[start of SUPPLIED DATA]
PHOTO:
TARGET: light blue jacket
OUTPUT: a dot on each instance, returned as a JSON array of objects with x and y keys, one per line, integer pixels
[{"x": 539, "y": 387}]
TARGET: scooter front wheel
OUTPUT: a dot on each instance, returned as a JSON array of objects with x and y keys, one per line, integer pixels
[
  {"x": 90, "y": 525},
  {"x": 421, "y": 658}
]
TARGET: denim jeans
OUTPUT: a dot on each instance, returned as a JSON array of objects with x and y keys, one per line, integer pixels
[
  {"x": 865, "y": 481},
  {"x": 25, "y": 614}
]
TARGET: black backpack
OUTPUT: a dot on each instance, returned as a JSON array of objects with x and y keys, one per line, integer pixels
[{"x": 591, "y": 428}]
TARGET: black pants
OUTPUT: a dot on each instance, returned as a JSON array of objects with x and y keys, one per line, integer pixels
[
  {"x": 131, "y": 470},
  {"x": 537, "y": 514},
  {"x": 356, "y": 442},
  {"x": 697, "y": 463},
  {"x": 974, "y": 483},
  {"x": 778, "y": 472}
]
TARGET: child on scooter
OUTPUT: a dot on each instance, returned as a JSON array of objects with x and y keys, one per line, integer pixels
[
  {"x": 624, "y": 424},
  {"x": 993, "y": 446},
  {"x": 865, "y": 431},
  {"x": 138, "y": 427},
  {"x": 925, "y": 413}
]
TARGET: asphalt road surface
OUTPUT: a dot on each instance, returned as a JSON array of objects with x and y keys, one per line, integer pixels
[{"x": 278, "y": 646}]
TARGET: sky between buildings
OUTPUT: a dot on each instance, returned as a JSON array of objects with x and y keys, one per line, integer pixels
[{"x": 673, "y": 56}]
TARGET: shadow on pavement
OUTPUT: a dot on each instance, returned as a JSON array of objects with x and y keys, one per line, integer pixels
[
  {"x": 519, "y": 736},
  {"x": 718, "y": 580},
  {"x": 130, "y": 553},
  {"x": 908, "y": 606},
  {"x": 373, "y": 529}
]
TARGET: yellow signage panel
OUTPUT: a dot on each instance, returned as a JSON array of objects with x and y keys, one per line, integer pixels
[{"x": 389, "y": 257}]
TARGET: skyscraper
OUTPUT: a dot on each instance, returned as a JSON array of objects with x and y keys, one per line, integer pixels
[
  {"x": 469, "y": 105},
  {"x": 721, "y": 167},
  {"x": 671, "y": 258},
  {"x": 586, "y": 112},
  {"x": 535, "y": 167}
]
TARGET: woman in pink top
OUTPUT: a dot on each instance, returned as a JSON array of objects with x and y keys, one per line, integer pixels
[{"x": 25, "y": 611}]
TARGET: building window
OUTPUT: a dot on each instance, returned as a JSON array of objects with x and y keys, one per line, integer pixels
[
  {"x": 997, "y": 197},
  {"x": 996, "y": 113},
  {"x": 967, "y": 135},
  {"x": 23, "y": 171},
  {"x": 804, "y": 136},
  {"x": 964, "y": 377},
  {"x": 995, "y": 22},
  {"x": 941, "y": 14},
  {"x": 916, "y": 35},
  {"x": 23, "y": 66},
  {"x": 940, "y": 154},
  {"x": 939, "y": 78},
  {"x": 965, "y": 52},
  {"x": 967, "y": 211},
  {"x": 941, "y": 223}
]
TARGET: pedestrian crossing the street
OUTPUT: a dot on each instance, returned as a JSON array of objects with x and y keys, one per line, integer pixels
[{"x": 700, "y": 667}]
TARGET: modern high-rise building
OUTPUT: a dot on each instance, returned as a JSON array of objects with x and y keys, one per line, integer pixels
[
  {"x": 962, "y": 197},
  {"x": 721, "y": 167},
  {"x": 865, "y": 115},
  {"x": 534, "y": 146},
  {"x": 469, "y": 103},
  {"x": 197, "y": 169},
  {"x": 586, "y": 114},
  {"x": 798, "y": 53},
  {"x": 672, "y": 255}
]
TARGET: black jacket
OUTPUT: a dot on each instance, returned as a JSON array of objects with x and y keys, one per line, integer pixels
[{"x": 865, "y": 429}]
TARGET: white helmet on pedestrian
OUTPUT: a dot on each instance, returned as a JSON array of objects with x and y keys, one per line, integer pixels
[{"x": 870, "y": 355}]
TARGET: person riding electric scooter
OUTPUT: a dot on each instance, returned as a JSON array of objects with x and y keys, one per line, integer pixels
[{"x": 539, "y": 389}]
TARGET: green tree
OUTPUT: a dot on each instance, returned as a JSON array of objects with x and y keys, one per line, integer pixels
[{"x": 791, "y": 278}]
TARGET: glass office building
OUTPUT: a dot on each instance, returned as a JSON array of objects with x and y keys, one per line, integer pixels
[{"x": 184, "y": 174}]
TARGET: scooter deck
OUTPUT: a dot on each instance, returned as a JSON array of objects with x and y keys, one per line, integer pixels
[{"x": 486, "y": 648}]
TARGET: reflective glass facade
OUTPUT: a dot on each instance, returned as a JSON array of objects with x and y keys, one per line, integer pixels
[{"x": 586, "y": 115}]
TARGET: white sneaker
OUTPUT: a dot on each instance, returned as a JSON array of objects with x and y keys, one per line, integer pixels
[end of SUPPLIED DATA]
_EXERCISE TASK_
Write out every entry again exactly, please, with nothing missing.

_RESPONSE TO THE EXERCISE_
PHOTO:
TARGET: light blue jacket
OUTPUT: a dot on each instance, returned as a JSON array of objects with x and y keys, one per line, integer pixels
[{"x": 539, "y": 387}]
TARGET: scooter front wheel
OUTPUT: a dot on each instance, returned as a JSON array of objects with x and y keys, one per line, integer pixels
[
  {"x": 90, "y": 525},
  {"x": 421, "y": 658}
]
TARGET: denim jeans
OUTPUT: a dot on each instance, returned as a JSON array of objects with x and y keys, one per line, integer pixels
[
  {"x": 865, "y": 481},
  {"x": 25, "y": 614}
]
TARGET: black backpack
OUTPUT: a dot on each instance, returned as a JSON array of objects with x and y keys, one per line, integer pixels
[{"x": 591, "y": 428}]
TARGET: black pants
OUTPUT: a dot on each instance, returned as a JSON array of objects with x and y keys, one per line, integer pixels
[
  {"x": 131, "y": 470},
  {"x": 537, "y": 514},
  {"x": 356, "y": 442},
  {"x": 697, "y": 463},
  {"x": 974, "y": 483},
  {"x": 778, "y": 472}
]
TARGET: child on scooter
OUTPUT: a dot on each instance, returned as a JSON array of objects with x and y keys, one per line, integer pixels
[
  {"x": 624, "y": 424},
  {"x": 993, "y": 446},
  {"x": 865, "y": 431},
  {"x": 138, "y": 427},
  {"x": 925, "y": 413}
]
TARGET: asphalt road surface
OUTPUT: a dot on each instance, returned as a JSON array of objects with x and y keys, one per line, integer pixels
[{"x": 278, "y": 646}]
TARGET: sky between buildings
OUTPUT: a dot on each instance, returned as a JSON array of objects with x and y keys, one per line, integer pixels
[{"x": 673, "y": 56}]
TARGET: shadow on pavement
OUTPUT: a dot on each instance, returned as a JSON array of objects with x and y keys, one per line, integer pixels
[
  {"x": 519, "y": 736},
  {"x": 718, "y": 580},
  {"x": 130, "y": 553},
  {"x": 908, "y": 606},
  {"x": 373, "y": 529}
]
TARGET: yellow signage panel
OUTPUT: a dot on each instance, returned as a JSON array of objects with x and y keys, one per line, integer pixels
[{"x": 389, "y": 257}]
TARGET: skyscraper
OUTPUT: a dot on each instance, returned as a JSON array of objects with x and y keys, one per line, integer pixels
[
  {"x": 469, "y": 105},
  {"x": 721, "y": 167},
  {"x": 671, "y": 258},
  {"x": 586, "y": 112},
  {"x": 535, "y": 167}
]
TARGET: woman in pink top
OUTPUT: a dot on each instance, returned as a JSON array of objects with x and y keys, one per line, integer pixels
[{"x": 25, "y": 611}]
TARGET: building window
OUTPUT: a dot on each instance, returned as a JSON array of objects with x and y keys, one per line, integer pixels
[
  {"x": 997, "y": 197},
  {"x": 996, "y": 113},
  {"x": 967, "y": 135},
  {"x": 23, "y": 171},
  {"x": 804, "y": 136},
  {"x": 964, "y": 377},
  {"x": 995, "y": 22},
  {"x": 941, "y": 14},
  {"x": 916, "y": 35},
  {"x": 23, "y": 66},
  {"x": 940, "y": 154},
  {"x": 939, "y": 78},
  {"x": 965, "y": 52},
  {"x": 967, "y": 211},
  {"x": 941, "y": 223}
]
TARGET: pedestrian crossing the street
OUTPUT: a dot on each instance, returned as a JSON array of objects with x and y keys, one per line, integer pixels
[{"x": 700, "y": 667}]
TARGET: modern high-rise building
OUTPUT: a dot on each instance, returned as a JSON array of objects with x and y keys, one per line, integer pixels
[
  {"x": 962, "y": 197},
  {"x": 721, "y": 167},
  {"x": 865, "y": 115},
  {"x": 534, "y": 146},
  {"x": 469, "y": 103},
  {"x": 197, "y": 169},
  {"x": 586, "y": 114},
  {"x": 798, "y": 53},
  {"x": 672, "y": 255}
]
TARGET: black jacket
OUTPUT: a dot on each instance, returned as a JSON array of objects with x and y keys, one per line, integer pixels
[{"x": 865, "y": 429}]
TARGET: white helmet on pedestrian
OUTPUT: a dot on each instance, returned as a JSON array of objects with x and y keys, one per line, integer pixels
[{"x": 870, "y": 355}]
TARGET: person riding electric scooter
OUTPUT: a dot on each instance, returned as a JSON array of objects with x and y keys, one per line, integer pixels
[{"x": 539, "y": 389}]
TARGET: green tree
OUTPUT: a dot on each instance, returned as a JSON array of objects with x and y keys, one per line, integer pixels
[{"x": 791, "y": 278}]
TARGET: glass office building
OUTPUT: a dot on each instance, returned as a JSON array of objects with x and y keys, one per line, integer pixels
[{"x": 184, "y": 174}]
TARGET: scooter deck
OUTPUT: a dot on each instance, returned as a JSON array of objects with x and y keys, one per line, integer pixels
[{"x": 486, "y": 648}]
TARGET: reflective glass facade
OUTPUT: a dot on each instance, returned as a JSON array of objects with x and y keys, one per line, integer pixels
[{"x": 586, "y": 115}]
TARGET: white sneaker
OUTPUT: a dot on each instance, returned as a JSON array of objects with x and y keys, one per line, integer pixels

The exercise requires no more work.